• [Work item] Type the entries again, word for word.

===== Input

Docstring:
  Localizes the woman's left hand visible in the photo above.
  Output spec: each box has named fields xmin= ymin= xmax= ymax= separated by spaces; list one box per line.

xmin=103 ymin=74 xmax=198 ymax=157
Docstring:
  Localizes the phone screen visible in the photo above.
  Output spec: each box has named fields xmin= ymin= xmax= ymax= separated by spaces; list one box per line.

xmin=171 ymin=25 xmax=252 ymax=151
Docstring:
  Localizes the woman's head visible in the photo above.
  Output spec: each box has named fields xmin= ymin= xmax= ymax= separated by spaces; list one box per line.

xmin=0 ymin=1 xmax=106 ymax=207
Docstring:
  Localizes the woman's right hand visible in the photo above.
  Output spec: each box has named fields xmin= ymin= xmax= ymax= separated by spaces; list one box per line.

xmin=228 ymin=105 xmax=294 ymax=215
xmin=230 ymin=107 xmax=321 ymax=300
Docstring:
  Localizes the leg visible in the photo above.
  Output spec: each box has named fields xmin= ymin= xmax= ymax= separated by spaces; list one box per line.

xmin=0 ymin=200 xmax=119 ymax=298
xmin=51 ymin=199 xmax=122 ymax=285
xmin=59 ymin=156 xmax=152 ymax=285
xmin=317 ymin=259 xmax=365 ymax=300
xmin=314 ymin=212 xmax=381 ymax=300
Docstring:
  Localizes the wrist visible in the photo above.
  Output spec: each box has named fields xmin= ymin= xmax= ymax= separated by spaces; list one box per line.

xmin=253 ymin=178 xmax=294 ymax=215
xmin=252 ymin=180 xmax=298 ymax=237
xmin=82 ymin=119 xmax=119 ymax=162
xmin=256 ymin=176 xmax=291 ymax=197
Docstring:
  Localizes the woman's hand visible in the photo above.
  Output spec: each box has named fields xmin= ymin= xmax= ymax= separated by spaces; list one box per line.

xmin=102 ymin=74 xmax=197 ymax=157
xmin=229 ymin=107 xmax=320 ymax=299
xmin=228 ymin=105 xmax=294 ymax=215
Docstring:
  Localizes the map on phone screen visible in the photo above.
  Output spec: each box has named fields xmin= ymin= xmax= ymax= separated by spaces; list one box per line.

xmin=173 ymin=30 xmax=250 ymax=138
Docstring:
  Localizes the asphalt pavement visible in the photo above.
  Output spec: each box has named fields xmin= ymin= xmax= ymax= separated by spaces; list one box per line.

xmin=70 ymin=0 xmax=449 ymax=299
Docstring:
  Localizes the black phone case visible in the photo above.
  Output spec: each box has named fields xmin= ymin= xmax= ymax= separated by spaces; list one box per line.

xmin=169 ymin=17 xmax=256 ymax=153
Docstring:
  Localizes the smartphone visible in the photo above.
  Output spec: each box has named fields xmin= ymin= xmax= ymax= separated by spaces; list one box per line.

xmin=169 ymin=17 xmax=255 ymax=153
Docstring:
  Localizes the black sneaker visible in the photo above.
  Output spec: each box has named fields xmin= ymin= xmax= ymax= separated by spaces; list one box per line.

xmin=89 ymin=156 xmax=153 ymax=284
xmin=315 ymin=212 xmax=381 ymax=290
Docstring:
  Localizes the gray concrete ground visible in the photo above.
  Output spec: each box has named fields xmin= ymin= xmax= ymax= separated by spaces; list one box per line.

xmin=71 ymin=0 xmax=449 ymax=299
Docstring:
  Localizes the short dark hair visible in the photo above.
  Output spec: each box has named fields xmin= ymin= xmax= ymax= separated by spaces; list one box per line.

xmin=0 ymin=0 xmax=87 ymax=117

==========

• [Your solution]
Docstring:
  Localizes the woman's left hand visible in the photo above.
  Output spec: each box has named fields xmin= ymin= xmax= ymax= separated by spaces; list one box per line.

xmin=103 ymin=74 xmax=198 ymax=157
Docstring:
  Localizes the phone screen visible in the photo above.
  Output spec: each box has named fields xmin= ymin= xmax= ymax= separated by spaces; list one box per line.

xmin=171 ymin=25 xmax=252 ymax=151
Docstring:
  Localizes the woman's head visible in the photo above.
  Output spec: each box has named fields xmin= ymin= xmax= ymax= separated by spaces; list one box per line.

xmin=0 ymin=1 xmax=106 ymax=207
Docstring:
  Localizes the woman's right hand visible in the photo above.
  Output spec: each box has named fields xmin= ymin= xmax= ymax= separated by spaces; list one box per line.

xmin=228 ymin=105 xmax=294 ymax=215
xmin=230 ymin=107 xmax=321 ymax=300
Docstring:
  Localizes the leg visible in the photo above.
  Output spec: each box has named fields xmin= ymin= xmax= ymax= separated by spaces; list one box per line.

xmin=0 ymin=200 xmax=119 ymax=298
xmin=51 ymin=199 xmax=122 ymax=285
xmin=59 ymin=156 xmax=152 ymax=285
xmin=317 ymin=259 xmax=365 ymax=300
xmin=314 ymin=212 xmax=381 ymax=300
Docstring:
  Localizes the wrist visible in the photo above.
  Output spec: each box has named fields xmin= ymin= xmax= ymax= separated by spaces; list one box per line.

xmin=253 ymin=178 xmax=294 ymax=215
xmin=252 ymin=180 xmax=298 ymax=237
xmin=82 ymin=119 xmax=119 ymax=162
xmin=256 ymin=176 xmax=291 ymax=197
Docstring:
  Localizes the woman's hand visible in the photo above.
  Output spec: each box has named fields xmin= ymin= xmax= ymax= separated by spaces; list one box per line.

xmin=102 ymin=74 xmax=197 ymax=157
xmin=229 ymin=107 xmax=320 ymax=299
xmin=228 ymin=105 xmax=294 ymax=215
Docstring:
  Localizes the map on phone screen visible in the photo above.
  Output spec: each box has named fields xmin= ymin= xmax= ymax= separated by spaces; list one box per line.

xmin=173 ymin=30 xmax=250 ymax=138
Docstring:
  Localizes the asphalt pavement visible in the photo above.
  Output spec: each box has named fields xmin= ymin= xmax= ymax= separated by spaces; list one box per line.

xmin=70 ymin=0 xmax=449 ymax=299
Docstring:
  Localizes the black phone case visible in the photo above.
  Output spec: each box has named fields xmin= ymin= xmax= ymax= separated by spaces; list one box per line.

xmin=169 ymin=17 xmax=256 ymax=153
Docstring:
  Localizes the smartphone visible in the photo above.
  Output spec: each box has named fields xmin= ymin= xmax= ymax= separated by spaces; list one box per line.

xmin=169 ymin=17 xmax=255 ymax=153
Docstring:
  Localizes the black sneaker visible in the photo above.
  Output spec: each box has named fields xmin= ymin= xmax= ymax= separated by spaces; list one box per line.

xmin=89 ymin=156 xmax=153 ymax=284
xmin=315 ymin=212 xmax=381 ymax=290
Docstring:
  Localizes the gray concrete ground visible in the photo above.
  Output spec: each box has named fields xmin= ymin= xmax= ymax= separated by spaces; list one box per line.

xmin=71 ymin=0 xmax=449 ymax=299
Docstring:
  Localizes the short dark hair visible in the photo above.
  Output spec: each box has named fields xmin= ymin= xmax= ymax= separated by spaces; list one box per line.

xmin=0 ymin=0 xmax=87 ymax=117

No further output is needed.